> _Problem statement_
Set down the whole listing that follows, precisely as written.

──────── Task data ────────

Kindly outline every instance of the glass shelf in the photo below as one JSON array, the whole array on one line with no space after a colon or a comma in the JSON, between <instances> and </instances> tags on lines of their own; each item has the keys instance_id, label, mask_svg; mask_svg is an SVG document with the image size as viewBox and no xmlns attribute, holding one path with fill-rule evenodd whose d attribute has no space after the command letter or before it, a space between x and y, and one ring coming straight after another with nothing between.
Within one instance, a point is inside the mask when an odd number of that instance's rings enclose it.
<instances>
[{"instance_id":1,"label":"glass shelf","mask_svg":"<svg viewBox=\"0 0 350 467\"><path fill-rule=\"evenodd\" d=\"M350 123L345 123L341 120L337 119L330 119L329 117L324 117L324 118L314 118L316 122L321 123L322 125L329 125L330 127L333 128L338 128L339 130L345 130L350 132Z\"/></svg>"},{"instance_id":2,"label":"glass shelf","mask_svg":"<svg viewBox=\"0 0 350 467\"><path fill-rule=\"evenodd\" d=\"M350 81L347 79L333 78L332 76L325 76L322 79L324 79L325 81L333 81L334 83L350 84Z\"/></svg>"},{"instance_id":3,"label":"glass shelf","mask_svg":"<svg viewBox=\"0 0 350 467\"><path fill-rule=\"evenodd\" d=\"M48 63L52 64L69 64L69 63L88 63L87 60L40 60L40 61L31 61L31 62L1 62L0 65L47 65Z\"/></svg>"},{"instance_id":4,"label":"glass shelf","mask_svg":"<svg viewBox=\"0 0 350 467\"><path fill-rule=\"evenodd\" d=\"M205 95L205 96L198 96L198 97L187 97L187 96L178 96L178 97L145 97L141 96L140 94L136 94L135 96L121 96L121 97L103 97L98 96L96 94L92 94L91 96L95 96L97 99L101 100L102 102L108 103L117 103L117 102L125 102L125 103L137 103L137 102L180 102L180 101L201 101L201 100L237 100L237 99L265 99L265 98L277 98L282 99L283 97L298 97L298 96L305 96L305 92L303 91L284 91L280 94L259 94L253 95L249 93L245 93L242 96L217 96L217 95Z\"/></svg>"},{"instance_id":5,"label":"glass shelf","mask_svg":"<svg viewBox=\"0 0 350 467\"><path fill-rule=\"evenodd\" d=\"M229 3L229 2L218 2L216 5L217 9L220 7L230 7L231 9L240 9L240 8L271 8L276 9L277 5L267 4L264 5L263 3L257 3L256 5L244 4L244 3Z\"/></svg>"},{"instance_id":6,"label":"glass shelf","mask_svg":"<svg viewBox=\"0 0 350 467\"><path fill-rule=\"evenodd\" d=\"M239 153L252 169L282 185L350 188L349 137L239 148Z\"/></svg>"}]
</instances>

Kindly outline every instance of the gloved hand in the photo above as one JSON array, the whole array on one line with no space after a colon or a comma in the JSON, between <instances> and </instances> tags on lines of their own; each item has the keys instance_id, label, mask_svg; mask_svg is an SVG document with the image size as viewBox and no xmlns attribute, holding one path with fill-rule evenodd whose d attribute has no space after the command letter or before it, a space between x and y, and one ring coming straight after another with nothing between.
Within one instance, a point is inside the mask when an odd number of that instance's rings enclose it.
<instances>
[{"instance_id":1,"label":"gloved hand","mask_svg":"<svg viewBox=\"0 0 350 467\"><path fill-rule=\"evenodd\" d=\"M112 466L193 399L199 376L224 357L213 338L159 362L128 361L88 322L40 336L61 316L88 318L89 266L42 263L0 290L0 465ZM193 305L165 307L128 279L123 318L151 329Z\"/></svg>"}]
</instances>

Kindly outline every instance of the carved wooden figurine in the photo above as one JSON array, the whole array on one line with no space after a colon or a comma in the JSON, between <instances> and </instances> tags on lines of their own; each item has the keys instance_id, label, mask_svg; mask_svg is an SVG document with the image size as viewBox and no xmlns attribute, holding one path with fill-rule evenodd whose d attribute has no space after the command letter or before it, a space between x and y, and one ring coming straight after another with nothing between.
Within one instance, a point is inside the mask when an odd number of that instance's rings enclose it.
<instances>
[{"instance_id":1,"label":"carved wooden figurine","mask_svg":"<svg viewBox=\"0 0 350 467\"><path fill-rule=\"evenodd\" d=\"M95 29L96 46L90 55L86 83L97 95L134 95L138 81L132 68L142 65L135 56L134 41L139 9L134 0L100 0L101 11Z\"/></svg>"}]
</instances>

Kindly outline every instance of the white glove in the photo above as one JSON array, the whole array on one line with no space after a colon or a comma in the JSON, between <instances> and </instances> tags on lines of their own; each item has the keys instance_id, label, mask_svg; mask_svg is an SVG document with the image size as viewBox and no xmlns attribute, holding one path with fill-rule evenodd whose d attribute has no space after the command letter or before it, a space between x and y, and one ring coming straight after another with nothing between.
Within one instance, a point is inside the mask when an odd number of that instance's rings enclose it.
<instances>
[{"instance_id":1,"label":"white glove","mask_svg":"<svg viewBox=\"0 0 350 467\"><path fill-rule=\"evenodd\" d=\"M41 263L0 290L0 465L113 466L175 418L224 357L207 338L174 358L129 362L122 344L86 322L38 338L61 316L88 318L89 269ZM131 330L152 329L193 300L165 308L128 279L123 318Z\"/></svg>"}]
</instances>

────────

> _Task response_
Kindly outline every instance of the glass shelf in the photo below as one JSON array, the whole array on one line with no space after a colon or a comma in the JSON, between <instances> and </instances> tags on lines of their own; each item has the keys instance_id, label, mask_svg; mask_svg is an SVG document with the image size as viewBox and no xmlns attribute, holding one path with fill-rule evenodd whose d attribute has no space after the command letter or before it, a space between x and y, and one ring coming straight after another with nothing between.
Within one instance, a point is inside the mask when an odd number of that instance's rings enclose it.
<instances>
[{"instance_id":1,"label":"glass shelf","mask_svg":"<svg viewBox=\"0 0 350 467\"><path fill-rule=\"evenodd\" d=\"M350 123L345 123L341 120L337 119L330 119L329 117L324 117L324 118L314 118L316 122L321 123L322 125L329 125L330 127L333 128L338 128L339 130L345 130L350 132Z\"/></svg>"},{"instance_id":2,"label":"glass shelf","mask_svg":"<svg viewBox=\"0 0 350 467\"><path fill-rule=\"evenodd\" d=\"M350 81L347 79L333 78L332 76L325 76L322 79L324 79L325 81L333 81L334 83L350 84Z\"/></svg>"},{"instance_id":3,"label":"glass shelf","mask_svg":"<svg viewBox=\"0 0 350 467\"><path fill-rule=\"evenodd\" d=\"M48 63L52 64L69 64L69 63L88 63L87 60L40 60L40 61L31 61L31 62L1 62L0 65L47 65Z\"/></svg>"},{"instance_id":4,"label":"glass shelf","mask_svg":"<svg viewBox=\"0 0 350 467\"><path fill-rule=\"evenodd\" d=\"M205 95L205 96L198 96L198 97L187 97L187 96L178 96L178 97L145 97L141 96L140 94L136 94L135 96L121 96L121 97L103 97L98 96L96 94L92 94L91 96L95 96L97 99L101 100L102 102L108 103L117 103L117 102L125 102L125 103L137 103L137 102L180 102L180 101L201 101L201 100L237 100L237 99L265 99L265 98L277 98L282 99L283 97L298 97L298 96L305 96L305 92L303 91L284 91L280 94L259 94L253 95L249 93L245 93L242 96L217 96L217 95Z\"/></svg>"},{"instance_id":5,"label":"glass shelf","mask_svg":"<svg viewBox=\"0 0 350 467\"><path fill-rule=\"evenodd\" d=\"M229 3L229 2L218 2L216 5L217 9L220 7L230 7L231 9L240 9L240 8L271 8L276 9L277 5L267 4L264 5L263 3L257 3L256 5L244 4L244 3Z\"/></svg>"},{"instance_id":6,"label":"glass shelf","mask_svg":"<svg viewBox=\"0 0 350 467\"><path fill-rule=\"evenodd\" d=\"M239 153L252 169L282 185L350 188L349 137L239 148Z\"/></svg>"}]
</instances>

Kindly outline every instance of the gloved hand in the photo above as one JSON array, the whole array on one line with no space after a colon or a comma in the JSON, between <instances> and </instances> tags on lines of their own; each item has the keys instance_id, label, mask_svg; mask_svg is an SVG document with the image size as viewBox and no xmlns attribute, holding one path with fill-rule evenodd whose d attribute has no space after the command letter or before it, a space between x and y, and one ring coming straight after another with nothing between.
Within one instance, a point is inside the mask when an odd number of that instance's rings enclose it.
<instances>
[{"instance_id":1,"label":"gloved hand","mask_svg":"<svg viewBox=\"0 0 350 467\"><path fill-rule=\"evenodd\" d=\"M112 466L193 399L199 376L224 357L213 338L159 362L128 361L88 322L40 336L61 316L88 318L89 266L42 263L0 290L0 465ZM193 305L165 307L128 279L123 318L151 329Z\"/></svg>"}]
</instances>

Kindly outline every instance of the carved wooden figurine in the photo above as one JSON array, the whole array on one line with no space after a colon or a comma in the JSON, between <instances> and </instances> tags on lines of their own; each item has the keys instance_id, label, mask_svg; mask_svg is an SVG document with the image size as viewBox and no xmlns attribute, holding one path with fill-rule evenodd whose d attribute has no space after the command letter or before it, a space between x and y, and one ring coming straight after another with nothing between.
Within one instance, a point is inside the mask when an odd number of that instance's rings enclose it.
<instances>
[{"instance_id":1,"label":"carved wooden figurine","mask_svg":"<svg viewBox=\"0 0 350 467\"><path fill-rule=\"evenodd\" d=\"M95 29L96 46L90 55L86 83L97 95L134 95L138 81L132 68L142 65L135 56L134 41L139 9L134 0L100 0L101 11Z\"/></svg>"}]
</instances>

Kindly outline every instance of the white glove in the photo above as one JSON array, the whole array on one line with no space after a colon or a comma in the JSON, between <instances> and </instances> tags on lines of their own; each item has the keys instance_id, label, mask_svg; mask_svg is an SVG document with the image size as viewBox and no xmlns attribute, holding one path with fill-rule evenodd whose d attribute has no space after the command letter or before it, a space between x and y, and one ring coming straight after another with nothing between.
Within one instance, a point is inside the mask when an odd number of that instance's rings enclose it.
<instances>
[{"instance_id":1,"label":"white glove","mask_svg":"<svg viewBox=\"0 0 350 467\"><path fill-rule=\"evenodd\" d=\"M41 263L0 290L0 465L113 466L175 418L224 357L207 338L174 358L129 362L122 344L86 322L38 338L61 316L88 318L89 269ZM131 330L152 329L193 300L165 308L128 279L123 318Z\"/></svg>"}]
</instances>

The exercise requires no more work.